> _Materials provided_
((
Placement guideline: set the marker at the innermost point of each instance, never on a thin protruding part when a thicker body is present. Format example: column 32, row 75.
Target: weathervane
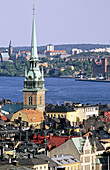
column 33, row 9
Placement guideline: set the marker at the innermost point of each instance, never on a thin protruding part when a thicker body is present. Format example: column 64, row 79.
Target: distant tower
column 10, row 51
column 34, row 90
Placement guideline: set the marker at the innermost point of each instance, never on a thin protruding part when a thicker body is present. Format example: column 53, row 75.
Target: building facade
column 34, row 90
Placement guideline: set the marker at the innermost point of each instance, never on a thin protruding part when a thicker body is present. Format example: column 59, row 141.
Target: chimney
column 9, row 160
column 2, row 153
column 50, row 137
column 28, row 155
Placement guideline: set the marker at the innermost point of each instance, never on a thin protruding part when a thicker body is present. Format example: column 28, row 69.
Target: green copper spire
column 34, row 54
column 10, row 44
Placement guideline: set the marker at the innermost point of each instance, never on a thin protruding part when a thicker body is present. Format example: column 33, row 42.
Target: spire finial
column 33, row 9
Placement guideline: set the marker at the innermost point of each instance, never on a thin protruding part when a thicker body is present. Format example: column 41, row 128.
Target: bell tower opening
column 34, row 83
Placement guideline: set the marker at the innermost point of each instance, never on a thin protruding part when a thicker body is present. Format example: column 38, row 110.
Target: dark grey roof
column 58, row 109
column 9, row 116
column 12, row 108
column 12, row 167
column 50, row 162
column 31, row 161
column 98, row 144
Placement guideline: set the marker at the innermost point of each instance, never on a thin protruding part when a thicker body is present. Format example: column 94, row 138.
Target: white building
column 50, row 47
column 76, row 51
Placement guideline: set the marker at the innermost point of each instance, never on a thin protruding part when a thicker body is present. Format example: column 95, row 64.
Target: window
column 40, row 99
column 87, row 159
column 30, row 100
column 87, row 167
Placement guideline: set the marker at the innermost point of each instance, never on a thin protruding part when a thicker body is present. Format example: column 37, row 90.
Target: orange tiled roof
column 57, row 51
column 33, row 115
column 87, row 134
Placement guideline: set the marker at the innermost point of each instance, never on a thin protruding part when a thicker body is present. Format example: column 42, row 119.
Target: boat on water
column 99, row 79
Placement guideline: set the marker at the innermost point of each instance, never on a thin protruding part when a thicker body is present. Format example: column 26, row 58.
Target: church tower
column 34, row 89
column 10, row 50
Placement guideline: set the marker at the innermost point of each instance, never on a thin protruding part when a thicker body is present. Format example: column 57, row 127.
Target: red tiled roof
column 55, row 141
column 57, row 51
column 4, row 118
column 33, row 115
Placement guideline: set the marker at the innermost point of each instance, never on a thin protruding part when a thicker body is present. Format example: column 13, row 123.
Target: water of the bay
column 59, row 90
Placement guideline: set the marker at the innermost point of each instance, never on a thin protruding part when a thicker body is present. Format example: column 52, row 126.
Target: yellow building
column 28, row 117
column 67, row 161
column 62, row 112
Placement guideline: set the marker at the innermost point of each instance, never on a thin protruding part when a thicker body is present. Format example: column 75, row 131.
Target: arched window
column 40, row 99
column 30, row 100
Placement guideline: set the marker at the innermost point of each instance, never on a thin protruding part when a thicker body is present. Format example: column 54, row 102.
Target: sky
column 57, row 22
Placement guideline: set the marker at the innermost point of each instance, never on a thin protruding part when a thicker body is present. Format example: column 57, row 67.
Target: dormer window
column 30, row 100
column 30, row 78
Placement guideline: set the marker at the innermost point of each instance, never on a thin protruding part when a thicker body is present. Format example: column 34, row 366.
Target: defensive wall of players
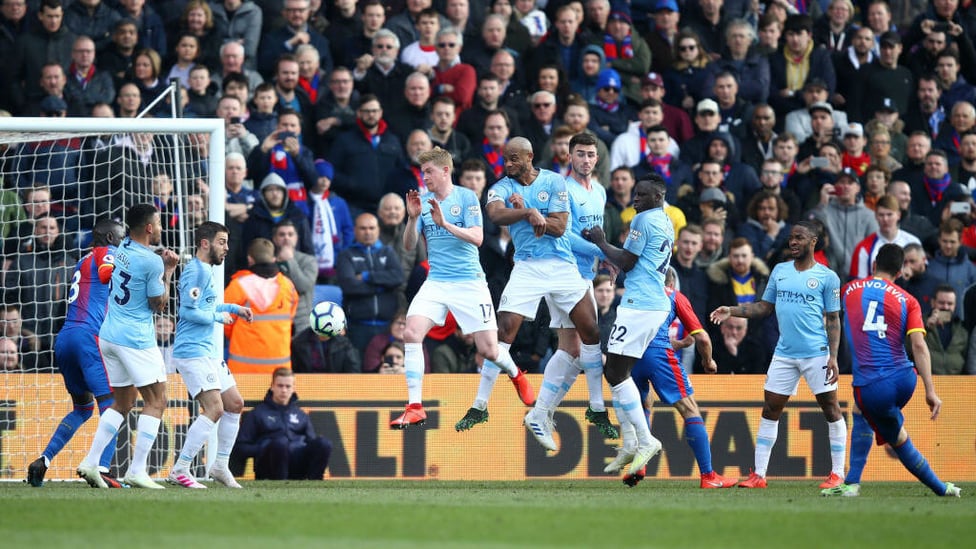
column 354, row 410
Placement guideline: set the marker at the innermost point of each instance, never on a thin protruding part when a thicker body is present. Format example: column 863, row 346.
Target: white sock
column 227, row 429
column 504, row 360
column 148, row 428
column 627, row 432
column 196, row 437
column 489, row 374
column 838, row 445
column 569, row 378
column 591, row 362
column 109, row 422
column 768, row 430
column 550, row 393
column 413, row 369
column 626, row 401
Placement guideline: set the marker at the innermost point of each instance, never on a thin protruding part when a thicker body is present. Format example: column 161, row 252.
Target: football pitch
column 413, row 514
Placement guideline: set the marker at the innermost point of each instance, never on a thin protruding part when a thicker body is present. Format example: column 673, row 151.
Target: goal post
column 92, row 168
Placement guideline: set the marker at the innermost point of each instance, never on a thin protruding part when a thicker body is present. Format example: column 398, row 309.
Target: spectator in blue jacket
column 364, row 157
column 295, row 33
column 280, row 437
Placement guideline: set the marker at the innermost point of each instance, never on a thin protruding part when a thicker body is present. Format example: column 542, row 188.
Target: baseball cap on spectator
column 798, row 22
column 815, row 82
column 608, row 78
column 958, row 192
column 653, row 79
column 620, row 12
column 712, row 194
column 707, row 105
column 821, row 106
column 325, row 168
column 273, row 180
column 887, row 105
column 890, row 38
column 665, row 5
column 848, row 173
column 854, row 129
column 55, row 105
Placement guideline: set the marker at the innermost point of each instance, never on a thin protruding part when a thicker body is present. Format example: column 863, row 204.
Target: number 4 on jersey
column 874, row 320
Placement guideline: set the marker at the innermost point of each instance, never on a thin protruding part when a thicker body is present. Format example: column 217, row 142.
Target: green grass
column 404, row 514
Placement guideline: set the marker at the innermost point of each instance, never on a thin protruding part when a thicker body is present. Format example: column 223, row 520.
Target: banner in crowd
column 354, row 411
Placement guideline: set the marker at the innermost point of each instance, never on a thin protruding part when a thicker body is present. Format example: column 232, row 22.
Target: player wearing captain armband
column 878, row 318
column 198, row 360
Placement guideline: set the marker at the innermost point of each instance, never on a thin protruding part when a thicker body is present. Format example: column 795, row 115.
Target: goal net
column 59, row 177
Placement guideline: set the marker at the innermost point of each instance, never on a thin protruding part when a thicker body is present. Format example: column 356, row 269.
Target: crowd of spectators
column 757, row 114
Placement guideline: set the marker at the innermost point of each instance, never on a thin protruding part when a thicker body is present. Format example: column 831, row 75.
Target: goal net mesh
column 55, row 186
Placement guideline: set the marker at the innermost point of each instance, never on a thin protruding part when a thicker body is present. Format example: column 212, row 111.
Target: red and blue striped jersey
column 88, row 294
column 681, row 312
column 878, row 317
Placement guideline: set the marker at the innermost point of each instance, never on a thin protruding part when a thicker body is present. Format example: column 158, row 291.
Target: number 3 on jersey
column 666, row 247
column 123, row 287
column 874, row 320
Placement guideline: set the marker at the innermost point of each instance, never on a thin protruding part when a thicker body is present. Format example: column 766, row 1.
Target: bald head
column 520, row 145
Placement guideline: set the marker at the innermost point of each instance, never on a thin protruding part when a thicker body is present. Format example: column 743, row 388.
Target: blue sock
column 697, row 438
column 109, row 452
column 67, row 429
column 919, row 466
column 862, row 437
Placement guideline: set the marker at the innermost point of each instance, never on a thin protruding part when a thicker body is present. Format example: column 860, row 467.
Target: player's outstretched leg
column 227, row 429
column 862, row 437
column 414, row 373
column 917, row 465
column 765, row 439
column 478, row 413
column 591, row 363
column 626, row 398
column 837, row 431
column 697, row 439
column 539, row 419
column 67, row 428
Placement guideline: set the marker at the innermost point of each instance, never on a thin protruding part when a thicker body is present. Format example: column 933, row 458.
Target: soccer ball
column 327, row 319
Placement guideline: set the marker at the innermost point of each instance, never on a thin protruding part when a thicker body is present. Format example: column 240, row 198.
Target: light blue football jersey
column 452, row 259
column 585, row 211
column 548, row 195
column 138, row 276
column 198, row 311
column 801, row 299
column 651, row 238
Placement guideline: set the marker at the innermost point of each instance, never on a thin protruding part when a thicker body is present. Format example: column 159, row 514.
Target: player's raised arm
column 170, row 261
column 474, row 234
column 414, row 209
column 619, row 257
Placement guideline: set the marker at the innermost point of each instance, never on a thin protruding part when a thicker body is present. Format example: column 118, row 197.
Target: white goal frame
column 14, row 130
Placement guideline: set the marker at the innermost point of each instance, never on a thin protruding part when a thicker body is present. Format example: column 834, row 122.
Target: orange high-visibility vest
column 265, row 343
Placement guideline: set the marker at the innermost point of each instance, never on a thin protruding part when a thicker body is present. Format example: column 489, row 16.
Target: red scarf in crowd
column 613, row 50
column 494, row 157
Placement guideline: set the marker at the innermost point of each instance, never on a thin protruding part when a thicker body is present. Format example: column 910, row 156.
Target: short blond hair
column 438, row 157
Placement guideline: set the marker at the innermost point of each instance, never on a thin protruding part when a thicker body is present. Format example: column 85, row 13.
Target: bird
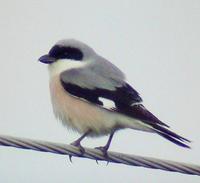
column 91, row 95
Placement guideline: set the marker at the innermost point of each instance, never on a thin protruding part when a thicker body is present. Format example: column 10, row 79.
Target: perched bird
column 82, row 83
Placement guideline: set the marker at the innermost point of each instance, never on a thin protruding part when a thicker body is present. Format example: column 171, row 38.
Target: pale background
column 156, row 43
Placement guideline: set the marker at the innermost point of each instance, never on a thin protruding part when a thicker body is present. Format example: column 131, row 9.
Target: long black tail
column 140, row 112
column 171, row 136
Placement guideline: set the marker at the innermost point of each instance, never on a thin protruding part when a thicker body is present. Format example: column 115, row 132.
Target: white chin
column 63, row 65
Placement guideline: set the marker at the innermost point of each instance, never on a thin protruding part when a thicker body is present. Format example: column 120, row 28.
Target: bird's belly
column 79, row 114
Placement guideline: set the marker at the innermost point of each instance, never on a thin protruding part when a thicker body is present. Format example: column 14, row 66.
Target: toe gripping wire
column 96, row 154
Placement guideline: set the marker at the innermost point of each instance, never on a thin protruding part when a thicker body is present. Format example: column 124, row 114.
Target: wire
column 97, row 155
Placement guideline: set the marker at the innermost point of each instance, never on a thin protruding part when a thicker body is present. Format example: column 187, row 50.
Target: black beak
column 46, row 59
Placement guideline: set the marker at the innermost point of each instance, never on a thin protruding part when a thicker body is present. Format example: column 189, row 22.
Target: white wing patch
column 108, row 104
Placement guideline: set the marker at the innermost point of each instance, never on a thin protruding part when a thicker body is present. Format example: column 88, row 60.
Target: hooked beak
column 46, row 59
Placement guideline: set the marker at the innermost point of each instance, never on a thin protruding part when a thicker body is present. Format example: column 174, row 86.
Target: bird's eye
column 60, row 52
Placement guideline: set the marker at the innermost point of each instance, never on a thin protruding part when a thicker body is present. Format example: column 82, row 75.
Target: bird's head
column 67, row 49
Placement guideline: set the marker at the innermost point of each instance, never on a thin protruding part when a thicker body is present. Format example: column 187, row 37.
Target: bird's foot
column 104, row 150
column 78, row 144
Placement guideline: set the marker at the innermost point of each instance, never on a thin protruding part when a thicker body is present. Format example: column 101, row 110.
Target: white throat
column 63, row 65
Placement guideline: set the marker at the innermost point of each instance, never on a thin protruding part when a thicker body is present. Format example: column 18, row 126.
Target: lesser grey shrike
column 83, row 85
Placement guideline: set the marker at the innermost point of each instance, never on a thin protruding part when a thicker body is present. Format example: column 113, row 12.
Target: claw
column 77, row 144
column 104, row 150
column 70, row 158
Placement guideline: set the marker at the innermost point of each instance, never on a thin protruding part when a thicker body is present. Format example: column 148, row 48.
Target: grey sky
column 156, row 43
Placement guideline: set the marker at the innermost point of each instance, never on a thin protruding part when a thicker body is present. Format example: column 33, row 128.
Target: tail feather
column 171, row 136
column 174, row 140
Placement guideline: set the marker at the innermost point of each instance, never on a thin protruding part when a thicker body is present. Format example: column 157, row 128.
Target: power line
column 97, row 155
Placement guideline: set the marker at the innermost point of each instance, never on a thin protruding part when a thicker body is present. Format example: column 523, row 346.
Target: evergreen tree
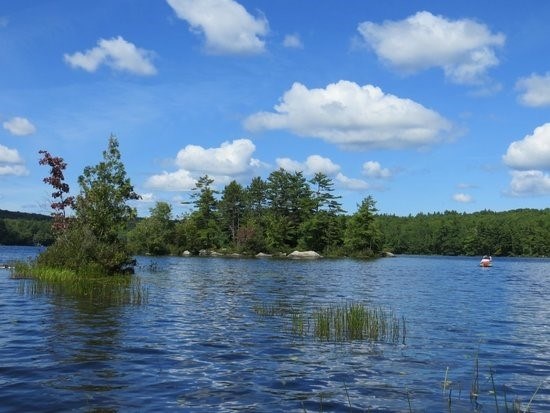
column 362, row 236
column 94, row 241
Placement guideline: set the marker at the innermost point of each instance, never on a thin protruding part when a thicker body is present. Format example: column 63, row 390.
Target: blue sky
column 425, row 105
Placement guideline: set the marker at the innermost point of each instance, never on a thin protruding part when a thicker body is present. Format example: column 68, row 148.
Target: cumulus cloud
column 146, row 198
column 534, row 90
column 463, row 198
column 231, row 158
column 352, row 183
column 353, row 117
column 226, row 162
column 180, row 180
column 532, row 152
column 312, row 165
column 529, row 183
column 293, row 41
column 373, row 169
column 226, row 25
column 11, row 162
column 19, row 126
column 464, row 48
column 116, row 53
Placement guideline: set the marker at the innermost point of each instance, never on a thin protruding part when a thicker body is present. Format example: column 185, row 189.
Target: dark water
column 199, row 346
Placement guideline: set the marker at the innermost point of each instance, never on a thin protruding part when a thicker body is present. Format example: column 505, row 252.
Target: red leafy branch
column 61, row 199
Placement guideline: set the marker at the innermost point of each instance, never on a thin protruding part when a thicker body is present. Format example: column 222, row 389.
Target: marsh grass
column 340, row 323
column 114, row 290
column 355, row 321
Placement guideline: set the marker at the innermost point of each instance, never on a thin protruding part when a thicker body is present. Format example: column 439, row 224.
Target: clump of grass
column 478, row 389
column 347, row 322
column 355, row 321
column 116, row 290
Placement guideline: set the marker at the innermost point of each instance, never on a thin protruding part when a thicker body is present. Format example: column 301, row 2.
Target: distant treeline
column 521, row 232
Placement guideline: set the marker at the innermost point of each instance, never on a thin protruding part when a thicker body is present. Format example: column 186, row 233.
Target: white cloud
column 464, row 49
column 19, row 126
column 147, row 197
column 352, row 183
column 180, row 180
column 226, row 25
column 532, row 152
column 463, row 198
column 223, row 164
column 11, row 163
column 231, row 158
column 529, row 183
column 290, row 165
column 312, row 165
column 293, row 41
column 116, row 53
column 353, row 116
column 17, row 170
column 535, row 90
column 373, row 169
column 8, row 155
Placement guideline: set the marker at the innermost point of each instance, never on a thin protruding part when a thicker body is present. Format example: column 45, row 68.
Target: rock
column 304, row 254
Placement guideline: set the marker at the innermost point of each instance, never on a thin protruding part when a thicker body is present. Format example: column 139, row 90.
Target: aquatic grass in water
column 117, row 290
column 347, row 322
column 355, row 321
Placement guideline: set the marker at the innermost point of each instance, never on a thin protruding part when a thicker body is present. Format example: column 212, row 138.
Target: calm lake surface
column 198, row 344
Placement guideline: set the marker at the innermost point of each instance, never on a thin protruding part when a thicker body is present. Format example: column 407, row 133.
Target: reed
column 340, row 323
column 355, row 321
column 114, row 290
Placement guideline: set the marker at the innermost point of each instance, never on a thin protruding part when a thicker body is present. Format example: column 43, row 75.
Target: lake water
column 198, row 344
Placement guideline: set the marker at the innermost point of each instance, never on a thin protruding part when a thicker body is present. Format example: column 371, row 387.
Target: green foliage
column 522, row 232
column 93, row 243
column 362, row 236
column 155, row 234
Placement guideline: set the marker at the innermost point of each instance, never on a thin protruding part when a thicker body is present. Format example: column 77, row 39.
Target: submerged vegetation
column 341, row 323
column 121, row 290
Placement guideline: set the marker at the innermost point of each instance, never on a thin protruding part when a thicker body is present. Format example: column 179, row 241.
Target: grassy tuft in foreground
column 340, row 323
column 119, row 290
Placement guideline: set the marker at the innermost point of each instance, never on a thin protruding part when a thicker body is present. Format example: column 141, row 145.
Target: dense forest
column 287, row 212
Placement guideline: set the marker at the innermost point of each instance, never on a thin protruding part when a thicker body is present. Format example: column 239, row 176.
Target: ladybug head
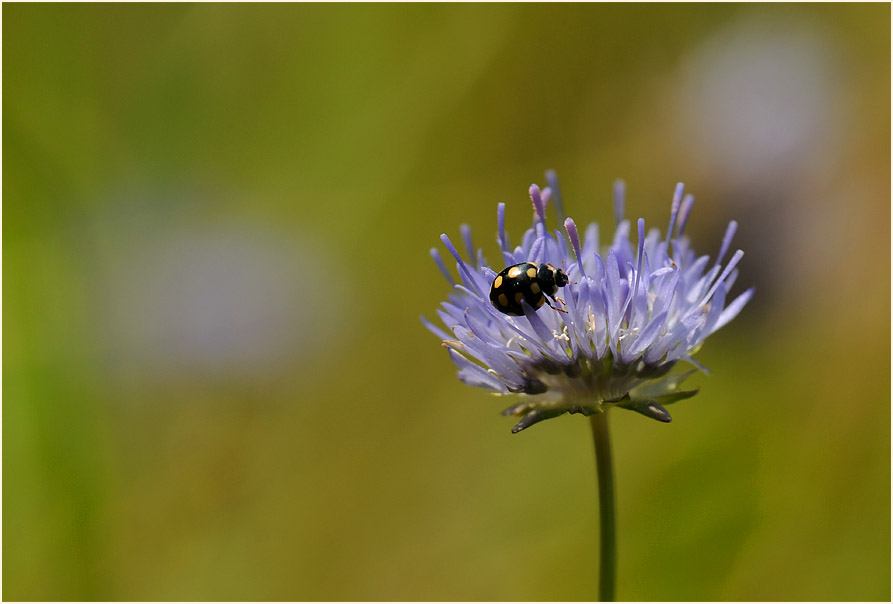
))
Please copy out again, word for word, the part of the material from the line with "542, row 188." up to and including the line with "column 59, row 177".

Placement guideline: set the marker at the innermost point of each instance, never on a thin protruding part when a thicker body is present. Format example: column 542, row 188.
Target: baseball cap on spectator
column 798, row 22
column 815, row 82
column 608, row 78
column 958, row 192
column 653, row 79
column 620, row 12
column 712, row 194
column 707, row 105
column 821, row 106
column 325, row 168
column 273, row 180
column 887, row 105
column 890, row 38
column 665, row 5
column 848, row 173
column 854, row 129
column 55, row 105
Placement guideline: set the marker at the innermost point of each instance, never on a thin protruding part when a thicker body is present. Format example: column 863, row 204.
Target: number 4 on jersey
column 874, row 320
Placement guideline: set the marker at the innermost point of each instance, never on a thin protruding part when a thicker body is present. Format example: column 217, row 142.
Target: green grass
column 404, row 514
Placement guideline: set the marker at the innermost point of each instance, never on a thin protruding part when a thicker body is present. Format example: column 223, row 520.
Target: banner in crowd
column 354, row 411
Placement guideline: set the marker at the innermost point of each instance, never on a thin protruding part when a thicker body is present. Format example: column 232, row 22.
Target: player wearing captain armband
column 878, row 318
column 198, row 360
Placement guideline: set the marker at the innermost point of each instance, never on a thin protruding part when a thicker body is present. Format example: column 795, row 115.
Target: goal net
column 59, row 177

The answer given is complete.